| EXERCICE ÉCRIT 1 |
Repérez dans les relevés chaque ligne qui contient le mot « instance », puis recopiez-la.

| EXTRAIT SOURCE |
>>>>>
Le pouvoir d'achat, c'est un peu
la tarte à la crème depuis un an (au fait, pourquoi dit-on tarte à la crème
pour parler d'un lieu tellement commun qu'on le met à toutes les sauces ?). En
manquer, en avoir plus : ceux qu'on entend, journalistes et hommes politiques de
tous bords, ne parlent que de ça. A propos de tout et n'importe quoi, on remet
ça sur le tapis.
En un an, j'ai eu le temps d'être
agacé, voire horripilé, puis de prendre de la distance.
Mais pourquoi suis-je incommodé par
ce leitmotiv de pouvoir d'achat insuffisant ?
[je vous laisse un peu de temps pour aller chercher à boire, ça risque d'être un peu long]
D'abord, épidermiquement, parce
que la ligne bleue des Vosges, l'horizon inatteignable qu'on met devant les
gens, c'est un rêve de société de
consommation qu'on veut leur greffer dans le crâne. Si vous ne pouvez pas
consommer de plus en plus, vous ne pouvez qu'être malheureux. Autrement dit,
pour vous rendre heureux, il faut augmenter la taille de vos caddies (et j'ajoute, comme on dit dans la pub : marque déposée
de la société Caddie, inc ou quelque chose de ce genre… je viens peut-être
d'éviter un procès).
<<<<<
| EXTRAITS DES RELEVÉS |
>>>>>
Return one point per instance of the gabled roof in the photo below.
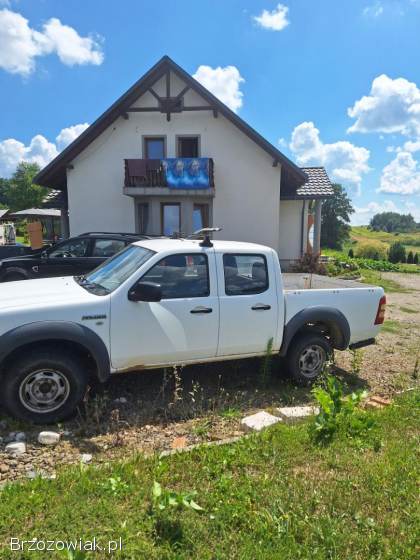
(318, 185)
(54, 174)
<<<<<
>>>>>
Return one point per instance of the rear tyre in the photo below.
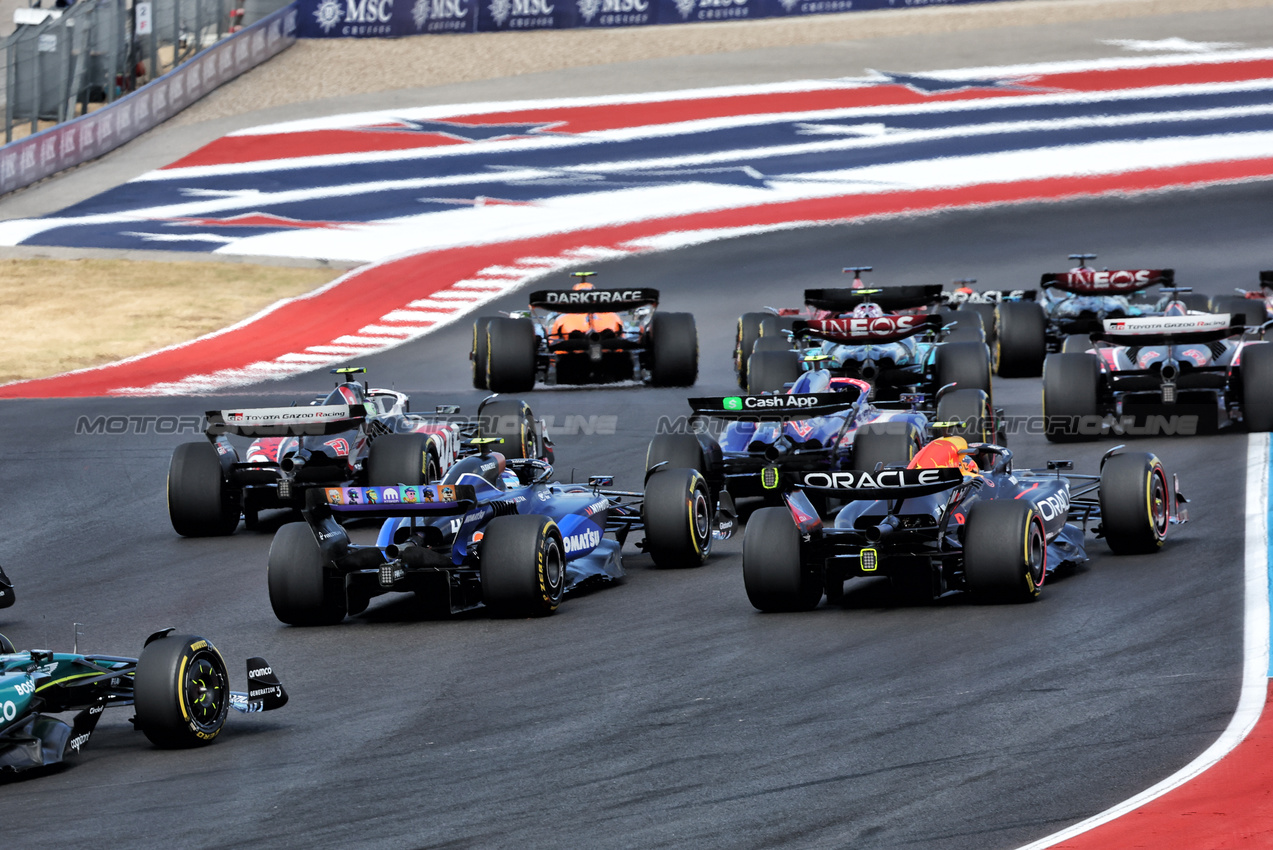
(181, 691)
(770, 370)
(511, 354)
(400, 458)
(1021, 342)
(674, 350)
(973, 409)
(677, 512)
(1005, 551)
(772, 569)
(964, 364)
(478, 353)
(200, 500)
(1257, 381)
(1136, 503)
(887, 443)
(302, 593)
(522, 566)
<<<<<
| EXERCICE ÉCRIT 2 |
D'après le texte sur le pouvoir d'achat, que faudrait-il augmenter pour vous rendre heureux ?

| SOLUTION 1 |
Return one point per instance of the gabled roof in the photo below.
Return one point per instance of the rear tyre in the photo below.

| SOLUTION 2 |
La taille de vos caddies.